■ Source extract

====================

Embulk multiple filtering
Embulk is an open-source bulk data loader that helps data transfer between various databases, storages, file formats, and cloud services. We have used embulk extensively in combination with airflow (but all alternative scheduling workflows software is fine like rundeck) to transfer various data sources to our enterprise datalake with great success.
Embulk has a bunch of advantages that make us select it for bulk data loading and specifically we liked:
- Parallel & distributed execution to deal with big data sets
- Transaction control to guarantee All-or-Nothing
Two really important positive aspects that we have not fully appreciated are the following:
- Rich, open-source ready to use plugins for nearly all use cases.
- Ability to create easily new plugins or extend the functionality of existing ones.
I think it’s hard to understand and appreciate the full potential of using embulk as a data loading tool since there are not plenty complicated examples that solve real-world problems. Even embulk has only one “recipe” as it calls it in the official documentation showcasing how to transfer csv data to Elastic Search.
Let’s examine a different example that will use a bunch of embulk plugins. So let’s move grahite csv stats from API to Parquet files that can be exposed as external redshift tables for our datalake.
The plugins that we will use are:
- input: http
- parser: csv
- filter: split_column
- filter: column
- output: parquet
Before starting defining the embulk yml file that will load the data we have first to see an example of a graphite response and the desired created table in Redshift:
We get the input data as csv data.
“summarize(stats.timers.system.metrics.LoginPage.ClientSide.AU.chrome.desktop.TTFB.count, “”4h””, “”*””)”,2020–05–10 08:00:00,162.0
“summarize(stats.timers.system.metrics.LoginPage.ClientSide.AU.chrome.desktop.TTFB.count, “”4h””, “”*””)”,2020–05–10 12:00:00,154.0
“summarize(stats.timers.system.metrics.RegistrationPage.ClientSide.GR.chrome.mobile.TTFB.count_75, “”4h””, “”*””)”,2020–05–10 08:00:00,11.708333333333336
“summarize(stats.timers.system.metrics.RegistrationPage.ClientSide.GR.chrome.mobile.TTFB.count_75, “”4h””, “”*””)”,2020–05–10 12:00:00,13.725
“summarize(stats.timers.system.metrics.SearchUI.ClientSide.US.firefox.desktop.domContentLoaded.count_90, “”4h””, “”*””)”,2020–05–10 08:00:00,11.833333333333336
“summarize(stats.timers.system.metrics.SearchUI.ClientSide.US.firefox.desktop.domContentLoaded.count_90, “”4h””, “”*””)”,2020–05–10 12:00:00,13.725
and we want to save in a target table like following:
Page, Country, browser, device, metric, stats, date, value
LoginPage, AU, chrome, desktop, TTFB, count, 2020–05–10 08:00:00, 162.0
LoginPage, AU, chrome, desktop, TTFB, count, 2020–05–10 12:00:00, 154.0
RegistrationPage, GR, chrome, mobile, TTFB, count_75, 2020–05–10 08:00:00, 11.708333333333336
RegistrationPage, GR, chrome, mobile, TTFB, count_75, 2020–05–10 12:00:00, 13.725
SearchUI, US, firefox, desktop, domContentLoaded,count_90, 2020–05–10 08:00:00, 11.833333333333336
SearchUI, US, firefox, desktop, domContentLoaded,count_90, 2020–05–10 12:00:00, 13.725
1st Version:
Let’s first consume the input csv files and create the parquet files with minimum effort:
in:
type: http
url: http://graphite.com/render/?from={{env.from_date}}&until={{env.to_date}}&target=summarize(stats.timers.system.metrics.*.ClientSide.*.*.*.*.*%2C%224h%22%2C%22avg%22)&format=csv
method: GET
params:
request_body:
request_interval: 0
retry_interval: 10000
basic_auth:
parser:
type: csv
stop_on_invalid_record: true
columns:
— {name: target, type: string}
— {name: stattime, type: string}
— {name: stats, type: double}out:
type: parquet
path_prefix: s3a://bucket/keys
overwrite: true
addUTF8: true
extra_configurations:
fs.s3a.access.key: ‘your_access_key’
fs.s3a.secret.key: ‘your_secret_access_key’
The above yml template will fetch and convert csv files to parquet format. If we check the output file we will see:
target, stattime, stats
“summarize(stats.timers.system.metrics.LoginPage.ClientSide.AU.chrome.desktop.TTFB.count, “”4h””, “”*””)”,2020–05–10 08:00:00,162.0
Let’s break the first column into smaller parts to get the inner details.

====================

■ Exercise set
(A) Summarize the Embulk write-up in two sentences.
(B) In the records, scale the part that opens with the line containing "[locate] dirt track" and runs through the end of the records, both ends included: multiply every point coordinate in the answers by 1.5 and round to whole numbers, with halves rounding up. Give only those lines, keeping the request lines unchanged.

■ Available records
====================

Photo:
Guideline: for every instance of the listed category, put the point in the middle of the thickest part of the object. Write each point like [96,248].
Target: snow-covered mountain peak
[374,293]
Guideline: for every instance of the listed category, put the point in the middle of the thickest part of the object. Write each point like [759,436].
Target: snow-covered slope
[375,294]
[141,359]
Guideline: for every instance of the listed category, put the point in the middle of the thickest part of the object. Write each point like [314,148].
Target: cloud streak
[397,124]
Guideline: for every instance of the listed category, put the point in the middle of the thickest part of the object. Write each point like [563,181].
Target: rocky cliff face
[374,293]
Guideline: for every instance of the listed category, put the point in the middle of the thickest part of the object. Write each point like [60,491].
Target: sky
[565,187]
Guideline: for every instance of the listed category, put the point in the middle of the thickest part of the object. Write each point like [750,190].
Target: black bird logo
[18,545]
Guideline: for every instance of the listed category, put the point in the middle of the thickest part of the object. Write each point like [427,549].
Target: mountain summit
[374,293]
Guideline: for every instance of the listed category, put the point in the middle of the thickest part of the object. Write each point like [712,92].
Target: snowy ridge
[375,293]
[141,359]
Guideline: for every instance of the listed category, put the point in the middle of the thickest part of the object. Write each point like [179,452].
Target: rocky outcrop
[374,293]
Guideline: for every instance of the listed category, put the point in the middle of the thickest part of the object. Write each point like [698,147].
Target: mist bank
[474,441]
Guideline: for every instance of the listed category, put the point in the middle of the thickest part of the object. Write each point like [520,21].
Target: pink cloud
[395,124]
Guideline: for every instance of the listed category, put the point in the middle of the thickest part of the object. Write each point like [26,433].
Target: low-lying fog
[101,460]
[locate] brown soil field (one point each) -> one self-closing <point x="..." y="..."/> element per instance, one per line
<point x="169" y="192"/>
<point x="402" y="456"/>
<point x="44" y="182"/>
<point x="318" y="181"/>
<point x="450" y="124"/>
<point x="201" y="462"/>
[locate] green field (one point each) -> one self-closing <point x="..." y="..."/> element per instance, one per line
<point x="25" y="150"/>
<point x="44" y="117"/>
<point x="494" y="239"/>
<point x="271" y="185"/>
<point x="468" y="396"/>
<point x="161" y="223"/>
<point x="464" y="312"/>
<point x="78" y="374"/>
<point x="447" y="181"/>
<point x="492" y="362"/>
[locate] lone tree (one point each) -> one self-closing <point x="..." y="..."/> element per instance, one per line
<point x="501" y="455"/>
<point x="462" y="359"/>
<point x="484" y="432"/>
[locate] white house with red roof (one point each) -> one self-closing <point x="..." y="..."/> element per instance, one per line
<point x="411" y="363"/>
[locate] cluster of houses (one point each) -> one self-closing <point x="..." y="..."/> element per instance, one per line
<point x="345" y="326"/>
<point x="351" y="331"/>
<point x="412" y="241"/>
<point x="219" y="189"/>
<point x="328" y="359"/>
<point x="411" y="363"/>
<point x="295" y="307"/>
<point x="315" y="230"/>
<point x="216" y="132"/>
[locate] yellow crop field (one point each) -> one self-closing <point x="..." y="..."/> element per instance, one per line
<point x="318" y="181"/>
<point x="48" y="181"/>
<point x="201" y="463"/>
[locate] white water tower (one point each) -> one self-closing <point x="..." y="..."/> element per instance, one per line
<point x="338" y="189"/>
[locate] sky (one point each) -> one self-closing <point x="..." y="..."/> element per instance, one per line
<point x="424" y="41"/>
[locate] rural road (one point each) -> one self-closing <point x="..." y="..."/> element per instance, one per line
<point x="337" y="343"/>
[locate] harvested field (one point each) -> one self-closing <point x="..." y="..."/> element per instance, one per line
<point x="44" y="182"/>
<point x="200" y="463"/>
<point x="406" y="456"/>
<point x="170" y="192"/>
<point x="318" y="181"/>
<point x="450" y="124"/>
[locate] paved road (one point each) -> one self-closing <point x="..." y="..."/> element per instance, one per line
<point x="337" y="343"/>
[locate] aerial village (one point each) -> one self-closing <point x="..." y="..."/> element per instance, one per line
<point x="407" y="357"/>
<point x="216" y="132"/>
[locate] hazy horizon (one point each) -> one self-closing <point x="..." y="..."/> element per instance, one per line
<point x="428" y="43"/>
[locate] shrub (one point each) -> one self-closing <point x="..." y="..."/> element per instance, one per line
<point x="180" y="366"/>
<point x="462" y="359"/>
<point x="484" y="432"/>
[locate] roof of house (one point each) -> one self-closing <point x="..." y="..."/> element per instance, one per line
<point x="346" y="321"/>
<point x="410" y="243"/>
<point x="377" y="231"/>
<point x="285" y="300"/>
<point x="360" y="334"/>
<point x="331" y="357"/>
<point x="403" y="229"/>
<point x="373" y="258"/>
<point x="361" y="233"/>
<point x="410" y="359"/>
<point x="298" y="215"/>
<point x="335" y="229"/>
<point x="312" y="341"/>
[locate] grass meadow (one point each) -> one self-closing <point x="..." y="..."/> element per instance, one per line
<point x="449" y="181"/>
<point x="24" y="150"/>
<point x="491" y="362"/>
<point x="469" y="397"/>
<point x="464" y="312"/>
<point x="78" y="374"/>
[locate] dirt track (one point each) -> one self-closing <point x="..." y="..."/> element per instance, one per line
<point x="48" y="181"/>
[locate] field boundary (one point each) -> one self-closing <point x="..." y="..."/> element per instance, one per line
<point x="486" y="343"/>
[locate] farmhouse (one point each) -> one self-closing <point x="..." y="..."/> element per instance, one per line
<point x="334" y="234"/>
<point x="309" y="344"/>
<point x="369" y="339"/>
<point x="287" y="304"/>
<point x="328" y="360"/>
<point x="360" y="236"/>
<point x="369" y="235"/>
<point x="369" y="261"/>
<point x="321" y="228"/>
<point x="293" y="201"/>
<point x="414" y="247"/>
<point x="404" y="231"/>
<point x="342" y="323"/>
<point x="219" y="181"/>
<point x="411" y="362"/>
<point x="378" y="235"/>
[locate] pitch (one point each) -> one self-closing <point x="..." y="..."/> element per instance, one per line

====================

■ Correct answers
(A) Embulk is an open-source bulk data loader that the writers have used with Airflow to move various data sources into their enterprise datalake, valuing its parallel execution, transaction control, and plugins. The text works through an example that uses input, parser, filter, and output plugins to load Graphite CSV stats from an API into Parquet files, with a first version that converts the CSV to Parquet and then sets out to break the first column into smaller parts.

(B)
[locate] dirt track (one point each) -> one self-closing <point x="..." y="..."/> element per instance, one per line
<point x="72" y="272"/>
[locate] field boundary (one point each) -> one self-closing <point x="..." y="..."/> element per instance, one per line
<point x="729" y="515"/>
[locate] farmhouse (one point each) -> one self-closing <point x="..." y="..."/> element per instance, one per line
<point x="501" y="351"/>
<point x="464" y="516"/>
<point x="554" y="509"/>
<point x="431" y="456"/>
<point x="492" y="540"/>
<point x="540" y="354"/>
<point x="554" y="353"/>
<point x="554" y="392"/>
<point x="482" y="342"/>
<point x="440" y="302"/>
<point x="621" y="371"/>
<point x="606" y="347"/>
<point x="513" y="485"/>
<point x="329" y="272"/>
<point x="617" y="543"/>
<point x="567" y="353"/>
[locate] pitch (one point each) -> one self-closing <point x="..." y="..."/> element per instance, one per line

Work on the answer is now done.